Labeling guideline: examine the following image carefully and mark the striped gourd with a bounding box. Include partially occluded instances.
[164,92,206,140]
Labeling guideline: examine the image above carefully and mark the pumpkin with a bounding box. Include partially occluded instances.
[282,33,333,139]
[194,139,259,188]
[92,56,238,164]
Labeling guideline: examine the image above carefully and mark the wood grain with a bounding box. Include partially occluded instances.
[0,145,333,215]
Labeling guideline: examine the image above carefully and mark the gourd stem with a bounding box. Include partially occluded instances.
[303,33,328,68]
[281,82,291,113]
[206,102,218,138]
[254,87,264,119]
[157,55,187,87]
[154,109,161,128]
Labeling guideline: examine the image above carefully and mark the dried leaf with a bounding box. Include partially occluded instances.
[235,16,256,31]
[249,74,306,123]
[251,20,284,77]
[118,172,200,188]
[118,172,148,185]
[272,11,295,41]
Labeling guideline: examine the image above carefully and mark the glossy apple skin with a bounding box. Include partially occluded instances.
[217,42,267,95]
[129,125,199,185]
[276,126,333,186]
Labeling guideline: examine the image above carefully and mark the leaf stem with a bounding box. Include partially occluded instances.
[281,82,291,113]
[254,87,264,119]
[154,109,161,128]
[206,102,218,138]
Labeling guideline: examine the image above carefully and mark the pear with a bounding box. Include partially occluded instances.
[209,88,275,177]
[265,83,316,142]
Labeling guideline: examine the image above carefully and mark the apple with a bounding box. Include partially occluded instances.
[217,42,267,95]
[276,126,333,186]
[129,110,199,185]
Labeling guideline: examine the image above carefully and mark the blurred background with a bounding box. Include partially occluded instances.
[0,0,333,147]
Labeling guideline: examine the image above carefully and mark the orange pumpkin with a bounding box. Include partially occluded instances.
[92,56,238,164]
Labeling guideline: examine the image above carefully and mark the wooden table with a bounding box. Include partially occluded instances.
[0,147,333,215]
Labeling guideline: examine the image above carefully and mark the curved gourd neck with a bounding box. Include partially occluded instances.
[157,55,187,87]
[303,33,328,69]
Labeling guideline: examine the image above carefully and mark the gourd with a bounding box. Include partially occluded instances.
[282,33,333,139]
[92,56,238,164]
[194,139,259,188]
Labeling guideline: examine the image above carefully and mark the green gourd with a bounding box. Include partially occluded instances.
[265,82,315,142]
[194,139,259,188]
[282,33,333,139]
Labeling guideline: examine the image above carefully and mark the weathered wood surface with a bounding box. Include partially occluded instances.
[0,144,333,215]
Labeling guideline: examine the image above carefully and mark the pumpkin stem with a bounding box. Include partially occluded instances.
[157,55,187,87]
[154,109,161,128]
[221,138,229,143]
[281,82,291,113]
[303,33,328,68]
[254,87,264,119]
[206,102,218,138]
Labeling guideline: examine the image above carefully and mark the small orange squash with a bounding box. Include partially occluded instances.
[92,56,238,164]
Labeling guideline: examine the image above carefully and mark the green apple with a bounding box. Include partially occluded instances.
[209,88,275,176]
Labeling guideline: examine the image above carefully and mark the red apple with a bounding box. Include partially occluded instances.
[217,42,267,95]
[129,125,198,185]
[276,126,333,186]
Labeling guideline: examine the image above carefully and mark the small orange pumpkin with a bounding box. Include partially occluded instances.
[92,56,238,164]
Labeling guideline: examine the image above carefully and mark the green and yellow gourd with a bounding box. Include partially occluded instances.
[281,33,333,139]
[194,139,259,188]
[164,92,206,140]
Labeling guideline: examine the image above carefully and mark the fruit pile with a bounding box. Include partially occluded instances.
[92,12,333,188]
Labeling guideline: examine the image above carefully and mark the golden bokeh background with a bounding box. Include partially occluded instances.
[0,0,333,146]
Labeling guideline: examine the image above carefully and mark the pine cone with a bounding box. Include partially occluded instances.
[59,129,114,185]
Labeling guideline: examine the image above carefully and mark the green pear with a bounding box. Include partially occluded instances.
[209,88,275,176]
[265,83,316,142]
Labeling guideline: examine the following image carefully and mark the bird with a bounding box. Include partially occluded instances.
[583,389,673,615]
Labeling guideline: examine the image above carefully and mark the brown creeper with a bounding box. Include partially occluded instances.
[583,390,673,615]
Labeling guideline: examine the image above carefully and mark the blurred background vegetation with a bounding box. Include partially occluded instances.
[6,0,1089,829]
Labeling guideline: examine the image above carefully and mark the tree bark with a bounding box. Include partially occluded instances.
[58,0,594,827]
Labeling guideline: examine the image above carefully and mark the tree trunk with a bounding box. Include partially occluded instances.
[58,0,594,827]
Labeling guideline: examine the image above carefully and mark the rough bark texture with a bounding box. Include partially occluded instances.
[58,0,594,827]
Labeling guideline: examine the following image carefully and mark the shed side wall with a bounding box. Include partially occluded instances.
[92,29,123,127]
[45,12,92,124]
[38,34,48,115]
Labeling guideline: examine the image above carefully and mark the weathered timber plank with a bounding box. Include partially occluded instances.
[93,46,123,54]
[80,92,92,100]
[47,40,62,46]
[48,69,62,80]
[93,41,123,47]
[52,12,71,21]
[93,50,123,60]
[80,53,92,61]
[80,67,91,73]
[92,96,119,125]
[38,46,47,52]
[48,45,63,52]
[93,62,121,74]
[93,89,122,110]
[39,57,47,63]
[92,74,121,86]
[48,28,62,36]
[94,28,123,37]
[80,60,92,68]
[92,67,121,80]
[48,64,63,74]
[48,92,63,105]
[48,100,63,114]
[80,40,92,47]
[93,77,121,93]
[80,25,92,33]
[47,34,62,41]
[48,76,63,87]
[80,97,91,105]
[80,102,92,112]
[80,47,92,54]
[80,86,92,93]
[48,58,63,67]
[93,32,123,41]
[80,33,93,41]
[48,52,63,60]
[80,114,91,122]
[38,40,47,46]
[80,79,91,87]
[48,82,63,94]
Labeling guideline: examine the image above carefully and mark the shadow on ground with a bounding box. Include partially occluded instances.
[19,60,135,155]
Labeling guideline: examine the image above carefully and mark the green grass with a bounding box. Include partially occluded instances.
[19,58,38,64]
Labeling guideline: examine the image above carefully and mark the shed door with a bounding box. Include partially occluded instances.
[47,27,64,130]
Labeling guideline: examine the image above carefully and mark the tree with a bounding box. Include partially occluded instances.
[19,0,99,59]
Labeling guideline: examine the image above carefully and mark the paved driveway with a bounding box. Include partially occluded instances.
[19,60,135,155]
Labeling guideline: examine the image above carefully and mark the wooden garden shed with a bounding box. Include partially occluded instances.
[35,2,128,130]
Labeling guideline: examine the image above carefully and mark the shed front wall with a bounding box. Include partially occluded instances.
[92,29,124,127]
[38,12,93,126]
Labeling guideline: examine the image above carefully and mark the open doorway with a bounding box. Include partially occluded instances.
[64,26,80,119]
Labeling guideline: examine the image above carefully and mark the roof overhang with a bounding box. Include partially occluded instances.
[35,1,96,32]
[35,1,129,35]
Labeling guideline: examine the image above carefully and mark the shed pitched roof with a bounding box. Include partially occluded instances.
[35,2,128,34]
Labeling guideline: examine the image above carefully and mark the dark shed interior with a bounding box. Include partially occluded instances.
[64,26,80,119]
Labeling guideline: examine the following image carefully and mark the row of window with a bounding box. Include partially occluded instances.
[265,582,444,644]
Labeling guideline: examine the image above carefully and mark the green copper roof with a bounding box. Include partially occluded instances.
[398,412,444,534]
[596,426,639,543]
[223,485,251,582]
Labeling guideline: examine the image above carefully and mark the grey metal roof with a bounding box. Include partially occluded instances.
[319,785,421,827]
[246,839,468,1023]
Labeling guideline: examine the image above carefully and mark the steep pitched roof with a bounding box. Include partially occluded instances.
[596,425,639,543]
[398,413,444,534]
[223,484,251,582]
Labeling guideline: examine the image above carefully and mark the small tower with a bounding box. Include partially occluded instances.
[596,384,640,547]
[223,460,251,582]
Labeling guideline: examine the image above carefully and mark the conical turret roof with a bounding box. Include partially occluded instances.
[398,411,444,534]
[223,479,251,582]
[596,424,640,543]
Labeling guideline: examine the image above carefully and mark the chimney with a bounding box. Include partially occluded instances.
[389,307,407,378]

== WHAT THE TASK REQUIRES ==
Extract each line from the rows above that contains the word "weathered".

== THE RESPONSE ==
Labeling guideline: examine the image above carefully and mark the weathered wood surface with a bounding box. Include partially occluded instances.
Labeling guideline: examine the image above carefully and mark the weathered timber plank with a bounding box. Include partially occluded instances.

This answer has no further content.